- Task to complete -
Each record must be output exactly and in full.

Dataset entries
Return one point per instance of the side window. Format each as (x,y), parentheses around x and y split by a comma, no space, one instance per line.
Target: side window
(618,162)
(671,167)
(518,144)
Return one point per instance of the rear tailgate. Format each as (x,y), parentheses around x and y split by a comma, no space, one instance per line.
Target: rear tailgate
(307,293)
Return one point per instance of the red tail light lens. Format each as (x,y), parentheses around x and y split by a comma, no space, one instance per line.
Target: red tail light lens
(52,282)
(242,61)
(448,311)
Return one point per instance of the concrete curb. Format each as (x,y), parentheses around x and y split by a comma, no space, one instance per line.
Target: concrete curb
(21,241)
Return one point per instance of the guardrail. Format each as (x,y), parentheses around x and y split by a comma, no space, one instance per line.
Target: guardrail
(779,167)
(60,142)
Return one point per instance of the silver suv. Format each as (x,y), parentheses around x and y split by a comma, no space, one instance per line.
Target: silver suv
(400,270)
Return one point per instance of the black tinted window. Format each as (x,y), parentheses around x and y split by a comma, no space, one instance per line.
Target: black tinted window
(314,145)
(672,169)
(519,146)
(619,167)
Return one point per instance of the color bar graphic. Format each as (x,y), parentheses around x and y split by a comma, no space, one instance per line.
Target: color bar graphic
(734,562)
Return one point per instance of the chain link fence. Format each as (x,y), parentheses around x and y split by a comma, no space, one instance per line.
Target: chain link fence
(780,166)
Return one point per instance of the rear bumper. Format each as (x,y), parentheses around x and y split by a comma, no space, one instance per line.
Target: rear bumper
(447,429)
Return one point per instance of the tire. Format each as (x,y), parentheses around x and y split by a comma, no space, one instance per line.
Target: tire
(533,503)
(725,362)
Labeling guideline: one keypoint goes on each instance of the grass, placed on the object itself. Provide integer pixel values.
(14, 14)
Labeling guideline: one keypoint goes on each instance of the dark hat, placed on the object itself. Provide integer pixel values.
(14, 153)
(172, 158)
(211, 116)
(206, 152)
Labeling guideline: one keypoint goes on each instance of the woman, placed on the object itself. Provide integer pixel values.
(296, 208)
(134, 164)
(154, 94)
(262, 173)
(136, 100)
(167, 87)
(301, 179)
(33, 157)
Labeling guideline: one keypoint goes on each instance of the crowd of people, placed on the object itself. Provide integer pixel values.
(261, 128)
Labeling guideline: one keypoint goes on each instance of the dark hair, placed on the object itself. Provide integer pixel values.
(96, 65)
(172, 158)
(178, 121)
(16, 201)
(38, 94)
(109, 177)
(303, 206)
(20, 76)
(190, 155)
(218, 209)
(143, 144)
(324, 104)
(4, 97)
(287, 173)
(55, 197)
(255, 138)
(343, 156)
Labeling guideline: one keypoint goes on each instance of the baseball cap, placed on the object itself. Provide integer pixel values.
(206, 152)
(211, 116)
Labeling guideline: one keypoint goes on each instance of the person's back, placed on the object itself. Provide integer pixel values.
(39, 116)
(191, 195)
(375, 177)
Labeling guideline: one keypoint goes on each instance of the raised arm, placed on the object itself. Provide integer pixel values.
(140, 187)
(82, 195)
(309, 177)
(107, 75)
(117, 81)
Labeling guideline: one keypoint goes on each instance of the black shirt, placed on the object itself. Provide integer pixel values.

- Written response -
Return one point per instance of the side window. Format each as (x,y), parentheses around x and y split by a comma, no space, one instance per line.
Target: side window
(618,162)
(671,167)
(518,144)
Return one point per instance of the rear tailgate. Format each as (x,y), parentheses around x and y split by a comma, no space, one instance per line.
Target: rear tailgate
(307,293)
Return one point per instance of the red tail light lens. Format each as (x,y), parentheses around x and y split by a comma, no space, one instance per line.
Target: red tail light lens
(52,282)
(242,61)
(448,311)
Return one point per instance of the concrete curb. Format each as (x,y), parentheses around x and y split by a comma, no space, one instance per line.
Target: concrete curb
(21,241)
Return one point per instance of the guardrail. Format each as (x,y), parentheses around x and y split by a comma, no space, one instance per line.
Target: guardrail
(779,167)
(60,142)
Return one point per instance of the silver suv. Format each as (x,y), parentheses around x and y split by a comma, no space, one instance per line.
Target: silver suv
(400,270)
Return one point per instance of the black tinted window. Format each as (x,y), parentheses around x and y split by a comma, no space, one instance per line.
Target: black tinted window
(314,145)
(672,169)
(519,146)
(619,167)
Return one point per instance of the color bar graphic. Format each as (x,y), parentheses around x and y split by a comma, no space, one instance per line.
Target: color bar graphic
(734,562)
Return one point per instance of the chain link fence. Format each as (x,y), parentheses around x and y split by a comma, no space, one instance per line.
Target: chain link fence
(780,166)
Return one point per instance of the rear bumper. Format each as (x,y), parentheses around x and y split by a comma, no space, one instance per line.
Target: rear bumper
(447,429)
Return one point per instance of the tire. Format each as (x,y), parentheses around x and y split by a comma, no space, one instance per line.
Target: tire
(533,503)
(725,362)
Labeling guideline: one keypoint goes on each instance of the grass, placed on the object itself. Provide integer pixel values.
(14, 14)
Labeling guideline: one keypoint goes on each instance of the dark hat, placed on the object itself. Provide integer pixel values.
(14, 153)
(172, 158)
(211, 116)
(206, 152)
Labeling guideline: one keypoint goes on each instance of the woman, placed on the object itself. Provide integer pixel values.
(296, 208)
(134, 164)
(154, 94)
(262, 173)
(136, 100)
(167, 87)
(301, 179)
(33, 157)
Labeling guideline: one keypoint goes on each instance of the crowd of people, placed on the object itself. Provide integer pixel values.
(261, 128)
Labeling guideline: one keypoint goes on each instance of the dark hair, placed on the object itself. Provide integer pixel values.
(96, 65)
(172, 158)
(178, 121)
(16, 201)
(38, 94)
(109, 177)
(303, 206)
(20, 76)
(190, 155)
(218, 209)
(143, 144)
(324, 104)
(4, 97)
(287, 173)
(55, 197)
(255, 138)
(343, 156)
Labeling guideline: one keypoint goes on each instance of the baseball cap, placed on the object itself. Provide integer pixel values.
(206, 152)
(211, 116)
Labeling guideline: one keypoint goes on each instance of the person's back, placed on the object itself. Provide integer pixel values.
(39, 116)
(191, 195)
(375, 177)
Labeling guideline: one keypoint goes on each instance of the raised arm, placed on the object itself. Provide integer pixel values.
(140, 187)
(82, 195)
(309, 177)
(107, 75)
(117, 81)
Labeling guideline: one keypoint goes on each instance of the black shirt, placed on the object itself. Provide integer pixel values.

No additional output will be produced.